» **What is asked**:
Could you extract every line of the data below and reproduce each one word for word, without changing anything?

::: Supplied material

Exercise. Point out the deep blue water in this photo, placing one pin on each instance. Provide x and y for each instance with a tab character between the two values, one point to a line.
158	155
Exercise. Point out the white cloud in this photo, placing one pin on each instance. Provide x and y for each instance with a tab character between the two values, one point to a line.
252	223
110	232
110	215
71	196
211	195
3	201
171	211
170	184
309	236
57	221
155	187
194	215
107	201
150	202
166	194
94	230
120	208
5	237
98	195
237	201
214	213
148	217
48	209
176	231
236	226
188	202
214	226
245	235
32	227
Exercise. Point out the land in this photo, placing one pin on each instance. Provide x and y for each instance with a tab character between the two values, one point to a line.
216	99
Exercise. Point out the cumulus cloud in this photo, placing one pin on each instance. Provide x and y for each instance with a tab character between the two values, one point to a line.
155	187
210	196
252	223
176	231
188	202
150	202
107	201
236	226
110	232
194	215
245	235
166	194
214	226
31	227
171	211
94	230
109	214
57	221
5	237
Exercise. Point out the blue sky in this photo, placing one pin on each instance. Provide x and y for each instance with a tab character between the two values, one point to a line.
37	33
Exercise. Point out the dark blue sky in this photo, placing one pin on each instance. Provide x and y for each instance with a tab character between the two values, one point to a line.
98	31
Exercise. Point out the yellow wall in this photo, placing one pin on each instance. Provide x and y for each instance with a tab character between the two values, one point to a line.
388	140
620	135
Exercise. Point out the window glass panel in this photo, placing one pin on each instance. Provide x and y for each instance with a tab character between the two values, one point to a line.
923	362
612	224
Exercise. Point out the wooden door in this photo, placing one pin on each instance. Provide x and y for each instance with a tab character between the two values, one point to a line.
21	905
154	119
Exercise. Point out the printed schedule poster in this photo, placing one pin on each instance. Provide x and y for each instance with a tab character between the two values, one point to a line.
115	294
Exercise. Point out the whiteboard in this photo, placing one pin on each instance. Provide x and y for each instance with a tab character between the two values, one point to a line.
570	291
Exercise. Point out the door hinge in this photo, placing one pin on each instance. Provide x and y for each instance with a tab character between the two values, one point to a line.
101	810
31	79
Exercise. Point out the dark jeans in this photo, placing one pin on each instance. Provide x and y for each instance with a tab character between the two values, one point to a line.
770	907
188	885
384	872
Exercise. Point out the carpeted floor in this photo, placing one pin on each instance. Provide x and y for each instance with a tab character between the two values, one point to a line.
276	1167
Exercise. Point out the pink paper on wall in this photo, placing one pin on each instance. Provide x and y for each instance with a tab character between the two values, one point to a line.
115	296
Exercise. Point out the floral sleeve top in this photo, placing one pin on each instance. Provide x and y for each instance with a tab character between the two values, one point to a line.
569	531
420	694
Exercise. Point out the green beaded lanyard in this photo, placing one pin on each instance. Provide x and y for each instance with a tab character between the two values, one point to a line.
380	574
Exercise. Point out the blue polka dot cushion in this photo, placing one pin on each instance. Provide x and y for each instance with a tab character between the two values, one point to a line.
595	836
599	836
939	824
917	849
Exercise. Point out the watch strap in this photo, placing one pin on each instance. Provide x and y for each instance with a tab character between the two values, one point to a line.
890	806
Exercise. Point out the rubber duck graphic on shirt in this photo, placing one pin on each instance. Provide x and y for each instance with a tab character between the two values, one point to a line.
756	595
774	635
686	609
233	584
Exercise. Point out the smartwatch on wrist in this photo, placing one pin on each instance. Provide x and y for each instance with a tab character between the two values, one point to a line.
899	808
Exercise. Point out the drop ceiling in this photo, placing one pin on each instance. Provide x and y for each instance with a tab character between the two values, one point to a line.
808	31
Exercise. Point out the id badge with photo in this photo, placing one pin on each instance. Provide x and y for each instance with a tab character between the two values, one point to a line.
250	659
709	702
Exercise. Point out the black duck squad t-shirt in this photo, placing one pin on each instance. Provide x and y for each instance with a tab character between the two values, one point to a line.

::::::

» **Complete answer**:
Exercise. Point out the deep blue water in this photo, placing one pin on each instance. Provide x and y for each instance with a tab character between the two values, one point to a line.
158	155
Exercise. Point out the white cloud in this photo, placing one pin on each instance. Provide x and y for each instance with a tab character between the two values, one point to a line.
252	223
110	232
110	215
71	196
211	195
3	201
171	211
170	184
309	236
57	221
155	187
194	215
107	201
150	202
166	194
94	230
120	208
5	237
98	195
237	201
214	213
148	217
48	209
176	231
236	226
188	202
214	226
245	235
32	227
Exercise. Point out the land in this photo, placing one pin on each instance. Provide x and y for each instance with a tab character between the two values, one point to a line.
216	99
Exercise. Point out the cumulus cloud in this photo, placing one pin on each instance. Provide x and y for each instance with a tab character between the two values, one point to a line.
155	187
210	196
252	223
176	231
188	202
150	202
107	201
236	226
110	232
194	215
245	235
166	194
214	226
31	227
171	211
94	230
109	214
57	221
5	237
Exercise. Point out the blue sky in this photo, placing one pin on each instance. Provide x and y for each instance with a tab character between the two values, one point to a line.
37	33
Exercise. Point out the dark blue sky in this photo, placing one pin on each instance. Provide x and y for each instance with a tab character between the two values, one point to a line.
98	31
Exercise. Point out the yellow wall in this photo, placing one pin on each instance. Provide x and y for each instance with a tab character between the two values, one point to a line.
388	140
620	135
Exercise. Point out the window glass panel in this photo, placing one pin on each instance. Provide x and y for each instance with a tab character between the two values, one point to a line.
923	362
612	224
Exercise. Point out the wooden door in this photo, placing one pin on each instance. Provide x and y for each instance with a tab character between the two values, one point to a line.
21	905
154	119
Exercise. Point out the printed schedule poster in this photo, placing one pin on each instance. Provide x and y for each instance with a tab character between the two values, one point to a line.
115	294
Exercise. Point out the whiteboard in this photo, placing one pin on each instance. Provide x and y for each instance with a tab character between the two values, one point to a line.
570	291
Exercise. Point out the door hinge in this photo, placing one pin on each instance. Provide x and y for each instance with a tab character between the two values, one point to a line.
101	810
31	79
Exercise. Point out the dark jeans in this photo, placing one pin on each instance. Provide x and y for each instance with a tab character between the two values, one point to a line.
770	907
188	885
384	872
Exercise. Point out the carpeted floor in this photo, placing one pin on each instance. Provide x and y for each instance with a tab character between the two values, one point to a line.
276	1167
Exercise. Point out the pink paper on wall in this photo, placing one pin on each instance. Provide x and y for each instance with a tab character between the two values, one point to a line.
115	296
Exercise. Point out the floral sleeve top in this photo, placing one pin on each instance. Provide x and y for each instance with a tab character between the two values, one point to a line.
569	531
420	694
Exercise. Point out the green beaded lanyard in this photo, placing one pin on each instance. Provide x and y for each instance with a tab character between the two values, one point to a line.
380	574
Exercise. Point out the blue polka dot cushion in this photo, placing one pin on each instance. Provide x and y for each instance with a tab character between the two values, one point to a line.
595	836
599	836
939	824
917	849
Exercise. Point out the watch strap in this photo, placing one pin on each instance. Provide x and y for each instance with a tab character between the two values, one point to a line.
890	806
Exercise. Point out the rubber duck graphic on shirt in this photo, placing one pin on each instance. Provide x and y for each instance with a tab character between the two values, one point to a line.
756	595
774	635
686	609
233	584
Exercise. Point out the smartwatch on wrist in this photo, placing one pin on each instance. Provide x and y for each instance with a tab character between the two values, one point to a line.
899	808
Exercise. Point out the drop ceiling in this photo, placing one pin on each instance. Provide x and y for each instance with a tab character between the two values, one point to a line.
808	31
Exercise. Point out the id badge with photo in this photo, placing one pin on each instance. Provide x and y for each instance with a tab character between the two values, one point to a line.
250	659
709	702
Exercise. Point out the black duck squad t-shirt in this photo, placing one pin on each instance. Provide x and y for each instance with a tab character between the two values, one point to a line.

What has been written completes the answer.